• **WHAT YOU NEED TO DO**
Reproduce the records below exactly as they appear.

• **RECORDS SUPPLIED**

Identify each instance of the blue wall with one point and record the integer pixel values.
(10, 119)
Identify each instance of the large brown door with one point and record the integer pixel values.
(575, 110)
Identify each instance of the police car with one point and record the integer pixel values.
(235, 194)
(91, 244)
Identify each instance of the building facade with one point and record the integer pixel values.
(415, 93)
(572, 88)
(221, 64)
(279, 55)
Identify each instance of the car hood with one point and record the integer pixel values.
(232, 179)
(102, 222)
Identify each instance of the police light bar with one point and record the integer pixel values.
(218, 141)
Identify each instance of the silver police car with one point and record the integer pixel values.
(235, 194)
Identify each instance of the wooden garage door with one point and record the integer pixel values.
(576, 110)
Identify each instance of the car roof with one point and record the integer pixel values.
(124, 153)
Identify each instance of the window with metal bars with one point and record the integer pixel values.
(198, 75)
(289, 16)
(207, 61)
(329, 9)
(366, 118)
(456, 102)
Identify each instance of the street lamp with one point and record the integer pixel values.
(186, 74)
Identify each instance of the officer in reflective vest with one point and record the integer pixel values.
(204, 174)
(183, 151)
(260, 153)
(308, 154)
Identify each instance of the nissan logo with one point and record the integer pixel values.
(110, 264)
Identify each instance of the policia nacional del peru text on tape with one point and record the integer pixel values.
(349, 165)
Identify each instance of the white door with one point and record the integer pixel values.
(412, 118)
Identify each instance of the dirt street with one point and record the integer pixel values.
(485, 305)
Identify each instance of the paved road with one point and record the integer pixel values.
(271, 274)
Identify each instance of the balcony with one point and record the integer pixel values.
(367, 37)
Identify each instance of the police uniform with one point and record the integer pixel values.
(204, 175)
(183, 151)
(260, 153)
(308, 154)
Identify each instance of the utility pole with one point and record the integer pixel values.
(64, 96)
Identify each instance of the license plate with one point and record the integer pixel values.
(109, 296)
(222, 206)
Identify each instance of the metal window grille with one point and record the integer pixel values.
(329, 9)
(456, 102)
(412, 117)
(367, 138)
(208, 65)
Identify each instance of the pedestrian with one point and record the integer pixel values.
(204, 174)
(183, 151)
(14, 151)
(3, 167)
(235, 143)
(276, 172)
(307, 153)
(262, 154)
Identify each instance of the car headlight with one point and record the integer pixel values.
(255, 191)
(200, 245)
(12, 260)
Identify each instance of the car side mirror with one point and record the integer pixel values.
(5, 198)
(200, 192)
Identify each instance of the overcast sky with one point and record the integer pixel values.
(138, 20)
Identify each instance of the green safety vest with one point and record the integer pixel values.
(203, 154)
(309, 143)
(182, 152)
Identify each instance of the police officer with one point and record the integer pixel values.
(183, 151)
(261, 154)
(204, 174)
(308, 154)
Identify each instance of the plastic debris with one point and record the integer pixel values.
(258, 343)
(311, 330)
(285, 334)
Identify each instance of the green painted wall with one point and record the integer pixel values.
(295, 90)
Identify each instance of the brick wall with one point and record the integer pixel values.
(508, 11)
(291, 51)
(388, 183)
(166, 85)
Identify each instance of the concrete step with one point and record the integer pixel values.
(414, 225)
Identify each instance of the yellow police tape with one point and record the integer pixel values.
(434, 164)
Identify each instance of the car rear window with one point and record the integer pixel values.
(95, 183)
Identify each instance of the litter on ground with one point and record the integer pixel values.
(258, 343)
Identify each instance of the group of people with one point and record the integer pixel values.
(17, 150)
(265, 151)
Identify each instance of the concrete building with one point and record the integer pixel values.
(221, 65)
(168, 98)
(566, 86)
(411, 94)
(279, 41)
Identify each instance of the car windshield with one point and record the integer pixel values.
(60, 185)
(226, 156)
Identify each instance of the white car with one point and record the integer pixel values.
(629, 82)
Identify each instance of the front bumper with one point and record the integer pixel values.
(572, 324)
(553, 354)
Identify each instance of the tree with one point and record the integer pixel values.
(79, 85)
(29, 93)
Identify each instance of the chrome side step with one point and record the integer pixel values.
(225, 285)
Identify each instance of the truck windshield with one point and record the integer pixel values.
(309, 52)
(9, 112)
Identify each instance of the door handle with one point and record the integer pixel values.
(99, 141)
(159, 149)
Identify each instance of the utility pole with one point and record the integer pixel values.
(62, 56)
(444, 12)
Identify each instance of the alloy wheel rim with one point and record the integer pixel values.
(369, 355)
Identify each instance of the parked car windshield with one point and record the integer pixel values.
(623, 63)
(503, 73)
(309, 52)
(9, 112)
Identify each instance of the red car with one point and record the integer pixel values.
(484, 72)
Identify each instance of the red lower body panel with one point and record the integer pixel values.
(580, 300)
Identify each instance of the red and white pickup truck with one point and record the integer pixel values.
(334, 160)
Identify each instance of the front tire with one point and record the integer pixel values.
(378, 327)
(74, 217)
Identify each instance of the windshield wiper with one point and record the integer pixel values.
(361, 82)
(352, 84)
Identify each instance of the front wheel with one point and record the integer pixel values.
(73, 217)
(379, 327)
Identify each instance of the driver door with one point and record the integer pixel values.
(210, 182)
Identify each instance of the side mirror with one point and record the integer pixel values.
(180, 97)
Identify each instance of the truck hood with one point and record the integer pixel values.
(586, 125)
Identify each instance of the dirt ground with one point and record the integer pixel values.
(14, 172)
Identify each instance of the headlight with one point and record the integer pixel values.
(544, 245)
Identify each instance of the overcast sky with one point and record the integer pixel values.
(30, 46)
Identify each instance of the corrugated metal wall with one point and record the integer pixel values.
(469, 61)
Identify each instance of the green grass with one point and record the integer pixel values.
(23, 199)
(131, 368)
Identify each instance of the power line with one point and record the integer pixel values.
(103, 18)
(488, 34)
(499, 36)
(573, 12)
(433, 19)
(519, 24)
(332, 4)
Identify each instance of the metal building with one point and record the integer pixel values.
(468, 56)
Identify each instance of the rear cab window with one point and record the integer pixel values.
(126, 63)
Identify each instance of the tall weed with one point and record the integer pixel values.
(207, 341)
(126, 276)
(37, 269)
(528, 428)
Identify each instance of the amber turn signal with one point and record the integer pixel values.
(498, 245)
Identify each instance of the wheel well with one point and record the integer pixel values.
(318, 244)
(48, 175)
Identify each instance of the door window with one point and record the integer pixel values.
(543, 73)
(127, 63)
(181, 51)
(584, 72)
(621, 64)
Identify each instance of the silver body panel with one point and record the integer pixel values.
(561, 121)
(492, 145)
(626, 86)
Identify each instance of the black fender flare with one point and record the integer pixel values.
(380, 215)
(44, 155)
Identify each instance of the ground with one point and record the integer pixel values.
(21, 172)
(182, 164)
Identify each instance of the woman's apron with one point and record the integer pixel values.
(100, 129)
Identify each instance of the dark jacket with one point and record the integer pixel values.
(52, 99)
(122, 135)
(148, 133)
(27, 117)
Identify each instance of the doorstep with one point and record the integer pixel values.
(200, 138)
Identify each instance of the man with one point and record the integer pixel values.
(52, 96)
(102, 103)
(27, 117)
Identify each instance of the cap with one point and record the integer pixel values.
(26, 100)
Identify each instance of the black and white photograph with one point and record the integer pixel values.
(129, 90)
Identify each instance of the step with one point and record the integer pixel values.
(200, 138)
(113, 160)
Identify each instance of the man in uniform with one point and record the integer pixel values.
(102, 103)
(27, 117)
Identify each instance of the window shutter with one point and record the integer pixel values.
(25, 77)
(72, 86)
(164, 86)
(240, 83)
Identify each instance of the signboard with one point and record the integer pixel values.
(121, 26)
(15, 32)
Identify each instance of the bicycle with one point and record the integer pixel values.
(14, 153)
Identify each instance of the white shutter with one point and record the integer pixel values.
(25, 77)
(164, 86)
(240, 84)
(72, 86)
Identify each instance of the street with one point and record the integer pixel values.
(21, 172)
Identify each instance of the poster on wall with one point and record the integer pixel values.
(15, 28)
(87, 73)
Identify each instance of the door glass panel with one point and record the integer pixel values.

• **RESPONSE FOR THIS EXERCISE**
Identify each instance of the blue wall with one point and record the integer pixel values.
(10, 119)
Identify each instance of the large brown door with one point and record the integer pixel values.
(575, 110)
Identify each instance of the police car with one point and record the integer pixel values.
(235, 194)
(91, 244)
Identify each instance of the building facade with one point and record the integer pixel values.
(415, 93)
(572, 88)
(221, 64)
(279, 55)
Identify each instance of the car hood with one point and record the integer pixel values.
(232, 179)
(102, 222)
Identify each instance of the police light bar with one point and record the integer pixel values.
(218, 141)
Identify each instance of the silver police car with one point and record the integer pixel values.
(235, 194)
Identify each instance of the wooden garage door with one point and record the integer pixel values.
(576, 110)
Identify each instance of the car roof with one point and record the integer pixel values.
(124, 153)
Identify each instance of the window with metal bars with one point and record the integer pixel values.
(198, 75)
(289, 16)
(207, 61)
(329, 9)
(366, 118)
(456, 102)
Identify each instance of the street lamp with one point and record the integer pixel values.
(186, 74)
Identify each instance of the officer in reflective vest with one point and record the integer pixel values.
(204, 174)
(183, 151)
(260, 153)
(308, 154)
Identify each instance of the nissan logo with one point and record the integer pixel values.
(110, 264)
Identify each instance of the policia nacional del peru text on tape with one point and record the integer pixel values.
(349, 165)
Identify each instance of the white door with one point and record the integer pixel values.
(412, 118)
Identify each instance of the dirt street with one point and record the integer pixel values.
(485, 305)
Identify each instance of the paved road with one point and record the integer pixel values.
(271, 274)
Identify each instance of the balcony with one point and record the integer pixel values.
(367, 37)
Identify each instance of the police uniform with one point and record the integer pixel values.
(204, 175)
(183, 151)
(260, 153)
(308, 154)
Identify each instance of the utility pole with one point and record the integer pixel values.
(64, 96)
Identify each instance of the license plate with one point and record the integer pixel values.
(109, 296)
(222, 206)
Identify each instance of the metal window grille with one point and record the integer pixel values.
(329, 9)
(456, 102)
(412, 117)
(367, 138)
(208, 65)
Identify each instance of the pedestrian with one point and record the integer pixel values.
(204, 174)
(183, 151)
(14, 151)
(3, 167)
(235, 143)
(276, 172)
(307, 153)
(262, 154)
Identify each instance of the car headlight with one point and record the integer pixel values.
(255, 191)
(200, 245)
(12, 260)
Identify each instance of the car side mirror with one point and record the integer pixel values.
(5, 198)
(200, 192)
Identify each instance of the overcast sky with one point and record the integer pixel values.
(138, 20)
Identify each instance of the green safety vest with one point and record the integer pixel values.
(203, 154)
(309, 143)
(182, 152)
Identify each instance of the police officer with one point and record the integer pixel values.
(183, 151)
(261, 154)
(204, 174)
(308, 154)
Identify each instance of the plastic debris with one point and record the integer pixel values.
(258, 343)
(311, 330)
(285, 334)
Identify each instance of the green painted wall with one point and record the integer pixel values.
(295, 90)
Identify each instance of the brick wall with one point and record the integer pixel values.
(508, 11)
(291, 51)
(388, 183)
(166, 85)
Identify each instance of the concrete step with one point and record the integer pixel values.
(414, 225)
Identify each instance of the yellow police tape with one point and record the integer pixel values.
(434, 164)
Identify each instance of the car rear window with one point and record the integer pixel values.
(95, 183)
Identify each instance of the litter on ground with one point and record the integer pixel values.
(258, 343)
Identify each instance of the group of people with one point and record the integer pixel values.
(17, 150)
(265, 151)
Identify each instance of the concrete building with one point and record the integer pixel values.
(221, 65)
(168, 98)
(566, 86)
(411, 94)
(279, 41)
Identify each instance of the car windshield with one point and record the integer pixel values.
(60, 185)
(226, 156)
Identify each instance of the white car with one point and record the integer pixel values.
(629, 82)
Identify each instance of the front bumper with one point and record the integer pixel values.
(572, 324)
(553, 354)
Identify each instance of the tree with one point and record the integer pixel values.
(79, 85)
(29, 93)
Identify each instance of the chrome side step with one point and record the integer pixel values.
(225, 285)
Identify each instance of the truck windshield with one point and record the integer pixel values.
(309, 52)
(9, 112)
Identify each instance of the door handle with one point and record the integer pixel values.
(99, 141)
(159, 149)
Identify each instance of the utility pole with one point and record the integer pixel values.
(62, 56)
(444, 12)
Identify each instance of the alloy wheel rim with one point and record the integer pixel values.
(369, 355)
Identify each instance of the parked car windshield with one point and record the integer pixel values.
(623, 63)
(503, 73)
(309, 52)
(9, 112)
Identify each instance of the red car with one point and record the integer pixel values.
(484, 72)
Identify each instance of the red lower body panel with one point and record the integer pixel values.
(580, 300)
Identify each instance of the red and white pickup truck with one point and record the integer pixel values.
(334, 160)
Identify each instance of the front tire with one point and record the integer pixel values.
(378, 327)
(74, 217)
Identify each instance of the windshield wiper with one point and record the integer pixel values.
(361, 82)
(352, 84)
Identify each instance of the front wheel with one point and record the integer pixel values.
(73, 217)
(379, 327)
Identify each instance of the driver door with one point and record the integer pixel values.
(210, 182)
Identify each instance of the side mirror with one point and record the integer pixel values.
(180, 97)
Identify each instance of the truck hood with one point and record the integer pixel values.
(586, 125)
Identify each instance of the dirt ground with one point and record the integer pixel values.
(14, 172)
Identify each instance of the headlight with one point and record the integer pixel values.
(544, 245)
Identify each instance of the overcast sky with one point and record the integer pixel values.
(30, 46)
Identify each instance of the corrugated metal wall with one point and record the integer pixel values.
(469, 61)
Identify each instance of the green grass with one point and record the integer pixel values.
(23, 199)
(131, 368)
Identify each instance of the power line with one point and record the integer pixel values.
(103, 18)
(488, 34)
(499, 36)
(573, 12)
(433, 19)
(519, 24)
(332, 4)
Identify each instance of the metal building with one point and record the integer pixel values.
(468, 56)
Identify each instance of the rear cab window with one point and record the integer pixel values.
(126, 63)
Identify each instance of the tall weed with one point and record the integer pixel values.
(207, 341)
(126, 276)
(37, 269)
(528, 428)
Identify each instance of the amber turn signal with one point and record the integer pixel values.
(498, 245)
Identify each instance of the wheel well with one point and record the integer pixel values.
(318, 244)
(48, 175)
Identify each instance of the door window with one point and record the integer pixel values.
(543, 73)
(127, 63)
(181, 51)
(584, 72)
(621, 64)
Identify each instance of the silver body panel with one point and record the integer pixel values.
(561, 121)
(492, 145)
(626, 86)
Identify each instance of the black fender flare with one point and record the integer pixel values.
(380, 215)
(44, 155)
Identify each instance of the ground with one point and record the integer pixel values.
(21, 172)
(182, 164)
Identify each instance of the woman's apron with one point and record the integer pixel values.
(100, 129)
Identify each instance of the dark jacket with one point and record the integer pixel values.
(52, 99)
(122, 135)
(148, 133)
(27, 117)
Identify each instance of the doorstep with one point and record the integer pixel values.
(200, 138)
Identify each instance of the man with one point and record the integer pixel values.
(52, 96)
(102, 103)
(27, 117)
Identify each instance of the cap with one point and record the integer pixel values.
(26, 100)
Identify each instance of the black and white photograph with one point and record the integer pixel values.
(129, 90)
Identify each instance of the step with one point and record the integer pixel values.
(200, 138)
(113, 160)
Identify each instance of the man in uniform with one point and record the integer pixel values.
(102, 103)
(27, 117)
Identify each instance of the window shutter with one point and record the integer pixel values.
(25, 77)
(72, 86)
(164, 86)
(240, 83)
Identify each instance of the signboard with one point and record the integer pixel values.
(121, 26)
(15, 32)
Identify each instance of the bicycle with one point and record the integer pixel values.
(14, 153)
Identify each instance of the white shutter with one point and record the integer pixel values.
(25, 77)
(164, 86)
(240, 84)
(72, 86)
Identify each instance of the street with one point and record the integer pixel values.
(21, 172)
Identify each instance of the poster on wall with one point and record the integer pixel values.
(15, 28)
(87, 73)
Identify each instance of the door glass panel with one point and record the integer pixel values.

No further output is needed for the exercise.